Your instructions | Which lines in the records below contain the word "wooden"? Gather each of them and copy it out in full.

The input |
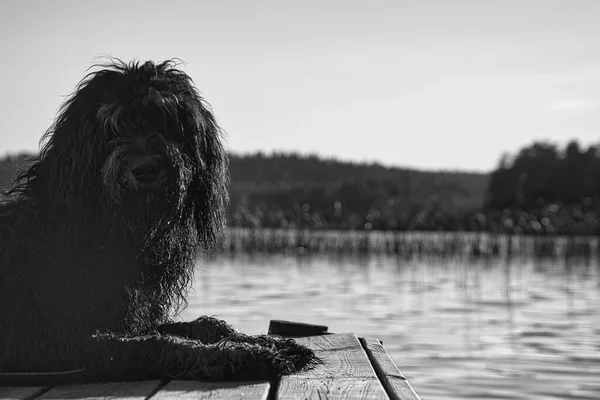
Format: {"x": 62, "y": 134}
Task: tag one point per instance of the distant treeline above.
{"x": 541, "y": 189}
---
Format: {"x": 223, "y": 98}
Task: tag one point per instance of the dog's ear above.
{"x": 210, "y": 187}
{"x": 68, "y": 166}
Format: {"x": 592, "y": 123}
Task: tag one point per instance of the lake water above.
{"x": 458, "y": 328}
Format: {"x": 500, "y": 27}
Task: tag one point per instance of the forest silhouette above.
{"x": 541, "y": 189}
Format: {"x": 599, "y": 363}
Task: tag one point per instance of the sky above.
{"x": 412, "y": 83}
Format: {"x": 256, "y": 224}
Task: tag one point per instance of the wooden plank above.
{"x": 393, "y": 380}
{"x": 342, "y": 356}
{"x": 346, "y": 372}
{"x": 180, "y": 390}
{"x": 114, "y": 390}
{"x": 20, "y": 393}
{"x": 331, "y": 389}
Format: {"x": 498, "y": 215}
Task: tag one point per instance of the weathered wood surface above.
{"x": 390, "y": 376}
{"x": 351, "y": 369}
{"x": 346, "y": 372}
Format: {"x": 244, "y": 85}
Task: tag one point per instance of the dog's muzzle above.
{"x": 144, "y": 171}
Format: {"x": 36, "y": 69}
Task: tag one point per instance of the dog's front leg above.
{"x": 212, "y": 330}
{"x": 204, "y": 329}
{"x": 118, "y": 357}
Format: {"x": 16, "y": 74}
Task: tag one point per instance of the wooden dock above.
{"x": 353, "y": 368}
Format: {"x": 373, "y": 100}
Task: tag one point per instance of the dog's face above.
* * *
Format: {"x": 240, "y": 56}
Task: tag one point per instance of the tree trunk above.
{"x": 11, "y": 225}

Response |
Task: tag one point per instance of the wooden plank above.
Task: tag one point per instance of the wooden dock above.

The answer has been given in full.